Natural-language object grounding data:
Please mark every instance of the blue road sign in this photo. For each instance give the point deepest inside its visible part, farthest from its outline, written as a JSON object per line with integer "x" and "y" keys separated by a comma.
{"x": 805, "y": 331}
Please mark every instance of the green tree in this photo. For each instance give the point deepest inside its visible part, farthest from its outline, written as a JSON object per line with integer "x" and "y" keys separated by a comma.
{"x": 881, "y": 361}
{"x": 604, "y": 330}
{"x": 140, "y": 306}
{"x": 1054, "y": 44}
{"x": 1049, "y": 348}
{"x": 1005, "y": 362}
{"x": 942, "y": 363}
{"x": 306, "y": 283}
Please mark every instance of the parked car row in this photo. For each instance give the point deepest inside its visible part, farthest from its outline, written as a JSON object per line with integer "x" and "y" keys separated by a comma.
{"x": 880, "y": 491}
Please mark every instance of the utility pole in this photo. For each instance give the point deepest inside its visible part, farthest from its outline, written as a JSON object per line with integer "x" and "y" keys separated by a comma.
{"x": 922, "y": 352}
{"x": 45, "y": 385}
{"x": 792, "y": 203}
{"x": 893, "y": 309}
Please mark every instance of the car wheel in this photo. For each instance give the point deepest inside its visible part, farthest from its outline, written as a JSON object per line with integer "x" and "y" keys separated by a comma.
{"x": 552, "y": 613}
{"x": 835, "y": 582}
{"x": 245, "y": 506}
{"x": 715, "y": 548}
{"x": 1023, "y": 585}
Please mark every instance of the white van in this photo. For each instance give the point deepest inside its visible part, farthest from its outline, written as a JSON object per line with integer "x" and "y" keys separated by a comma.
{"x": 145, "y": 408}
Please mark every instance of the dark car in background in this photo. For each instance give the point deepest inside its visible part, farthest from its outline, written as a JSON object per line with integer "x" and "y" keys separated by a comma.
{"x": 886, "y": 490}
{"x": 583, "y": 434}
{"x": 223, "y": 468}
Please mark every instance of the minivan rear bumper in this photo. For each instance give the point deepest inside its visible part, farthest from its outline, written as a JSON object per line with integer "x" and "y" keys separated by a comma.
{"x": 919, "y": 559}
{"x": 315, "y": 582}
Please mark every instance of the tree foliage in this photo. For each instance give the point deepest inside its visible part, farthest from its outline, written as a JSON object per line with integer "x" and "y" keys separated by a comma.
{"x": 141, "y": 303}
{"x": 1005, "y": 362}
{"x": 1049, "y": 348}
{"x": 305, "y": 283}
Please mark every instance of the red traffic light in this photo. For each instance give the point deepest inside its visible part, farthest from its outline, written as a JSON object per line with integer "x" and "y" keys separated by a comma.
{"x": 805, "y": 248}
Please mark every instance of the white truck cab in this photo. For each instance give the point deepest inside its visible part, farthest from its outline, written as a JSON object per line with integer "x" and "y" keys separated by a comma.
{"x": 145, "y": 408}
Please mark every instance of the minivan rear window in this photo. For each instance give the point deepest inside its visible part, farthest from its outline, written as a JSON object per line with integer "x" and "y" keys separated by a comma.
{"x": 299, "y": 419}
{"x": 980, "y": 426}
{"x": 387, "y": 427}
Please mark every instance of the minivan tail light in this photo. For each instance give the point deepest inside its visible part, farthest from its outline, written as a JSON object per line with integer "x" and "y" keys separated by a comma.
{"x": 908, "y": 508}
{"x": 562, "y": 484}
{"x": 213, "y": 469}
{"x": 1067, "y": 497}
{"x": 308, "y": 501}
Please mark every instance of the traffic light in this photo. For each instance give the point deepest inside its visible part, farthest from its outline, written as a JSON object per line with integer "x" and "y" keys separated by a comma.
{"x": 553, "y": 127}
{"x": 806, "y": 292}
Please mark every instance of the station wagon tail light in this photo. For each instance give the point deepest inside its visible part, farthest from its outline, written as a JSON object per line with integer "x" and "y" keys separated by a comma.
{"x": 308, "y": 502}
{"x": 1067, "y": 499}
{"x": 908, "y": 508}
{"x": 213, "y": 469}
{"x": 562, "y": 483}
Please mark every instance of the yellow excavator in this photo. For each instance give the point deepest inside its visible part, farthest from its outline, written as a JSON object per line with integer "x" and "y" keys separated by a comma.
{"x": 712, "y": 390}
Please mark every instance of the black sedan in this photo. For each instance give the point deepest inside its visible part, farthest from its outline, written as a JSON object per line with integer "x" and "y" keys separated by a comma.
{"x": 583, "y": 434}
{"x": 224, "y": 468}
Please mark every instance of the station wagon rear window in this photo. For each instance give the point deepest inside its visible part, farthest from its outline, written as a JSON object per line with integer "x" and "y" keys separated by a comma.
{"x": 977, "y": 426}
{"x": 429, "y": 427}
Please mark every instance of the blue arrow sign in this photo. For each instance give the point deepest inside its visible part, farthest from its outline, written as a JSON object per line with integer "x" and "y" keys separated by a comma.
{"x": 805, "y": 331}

*WORK TO COMPLETE:*
Copy every entry exactly. Leave nothing out.

*RESULT OF THE TASK:*
Please mark every instance of the blue road sign in this photo. For each instance give the point deepest inside its visible part, farthest from its outline, written as a JSON object per line with integer "x" and "y" keys separated by a comma.
{"x": 805, "y": 331}
Please mark every instance of the green tree in this photo. For each instance give the point deepest inside its visible part, farthest from its outline, written as a JSON object per line with integer "x" and "y" keys separated by a comma.
{"x": 881, "y": 361}
{"x": 604, "y": 330}
{"x": 140, "y": 306}
{"x": 1054, "y": 44}
{"x": 1049, "y": 348}
{"x": 1005, "y": 362}
{"x": 942, "y": 363}
{"x": 306, "y": 283}
Please mark every instance of the parked car row in this photo. For each instance give the point deepest inside its visible part, farthest from its outline, written as a JSON object per line with integer "x" and "y" keys separated by a comma.
{"x": 880, "y": 491}
Please mark every instance of the utility pole in this photo. For each instance give the point deepest inside its visible part, farthest from its outline, written as a JSON object per line with integer "x" and "y" keys separated by a comma.
{"x": 922, "y": 352}
{"x": 45, "y": 385}
{"x": 792, "y": 203}
{"x": 893, "y": 309}
Please mark every instance of the car wheel in this photo. For each instance give the point deepest inside its visible part, farthest from its outline, written as a JSON object per line with integer "x" and "y" keys separated by a comma.
{"x": 552, "y": 613}
{"x": 835, "y": 582}
{"x": 245, "y": 506}
{"x": 715, "y": 548}
{"x": 1023, "y": 585}
Please mark every instance of the white van in this photo. For each instance give the point deepest inside its visible part, farthest from its outline, written as a JSON object per line with integer "x" and "y" keys separated by a comma.
{"x": 145, "y": 408}
Please mark every instance of the dark car in background in this photo. For each instance give the point deepest inside its visible part, farthest from its outline, written as a JSON object per line with integer "x" and "y" keys separated by a comma.
{"x": 886, "y": 490}
{"x": 583, "y": 434}
{"x": 223, "y": 468}
Please mark every instance of the minivan rear bumper in this photo. For each instance give the point deepest inside its visible part, farthest from its outline, written as a JSON object per line with integer "x" and "y" keys separated by a comma.
{"x": 919, "y": 559}
{"x": 315, "y": 582}
Please mark every instance of the tree foliage in this photo. For each instance give the point deepest inside its visible part, farthest from its outline, written as a JSON object per line with integer "x" and "y" keys separated by a comma.
{"x": 141, "y": 303}
{"x": 1005, "y": 362}
{"x": 1049, "y": 348}
{"x": 305, "y": 283}
Please mark every instance of the red traffic light in this photo. For each instance give the point deepest inside its visible part, farthest from its outline, written as a JSON object per line with integer "x" and "y" keys separated by a comma.
{"x": 805, "y": 248}
Please mark every instance of the white truck cab in this photo. For each instance give the point deepest inside its visible part, farthest from its outline, written as a JSON object per line with integer "x" and "y" keys separated by a comma.
{"x": 145, "y": 408}
Please mark every instance of the minivan rear window in this photo. For each instance give the point deepest inside its visible part, farthest from its outline, written as a JSON object per line with integer "x" and "y" keys separated by a comma.
{"x": 299, "y": 419}
{"x": 980, "y": 426}
{"x": 387, "y": 427}
Please mark every instance of the minivan tail light in this photo. For each instance give the point deepest inside its visible part, farthest from its outline, written as a JSON object per line with integer "x" and "y" keys separated by a comma.
{"x": 908, "y": 508}
{"x": 562, "y": 484}
{"x": 213, "y": 469}
{"x": 1067, "y": 497}
{"x": 308, "y": 501}
Please mark every instance of the traffic light in this photo. For each instance give the point deepest inside its visible part, farthest from its outline, written as a JSON object per line with integer "x" and "y" keys separated by a comma.
{"x": 553, "y": 127}
{"x": 806, "y": 292}
Please mark every instance of the station wagon tail light in this photo. For each instance give the point deepest inside its visible part, farthest from its outline, written as a JSON object per line with integer "x" and "y" keys separated by a comma.
{"x": 308, "y": 502}
{"x": 1067, "y": 499}
{"x": 908, "y": 508}
{"x": 213, "y": 469}
{"x": 562, "y": 483}
Please mark every instance of the yellow excavator in this photo. For each instance give the point deepest inside its visible part, farthest from its outline, written as a JSON object per line with integer "x" and "y" keys separated by a comma.
{"x": 712, "y": 390}
Please mark every instance of the black sedan in this photo. For each instance give the point deepest inside its visible part, farthest from its outline, written as a JSON object per line with integer "x" and "y" keys separated by a comma.
{"x": 583, "y": 434}
{"x": 224, "y": 468}
Please mark every instance of the station wagon rear window in this photo. For each instance give the point deepest inside its visible part, farthest from its outline, written as a JSON object per line with integer "x" and "y" keys separated by a comma.
{"x": 977, "y": 426}
{"x": 429, "y": 427}
Please mark every instance of the blue arrow sign in this photo. For each instance give the point deepest inside its visible part, farthest from its outline, written as a JSON object per line with integer "x" and "y" keys separated by a comma.
{"x": 805, "y": 331}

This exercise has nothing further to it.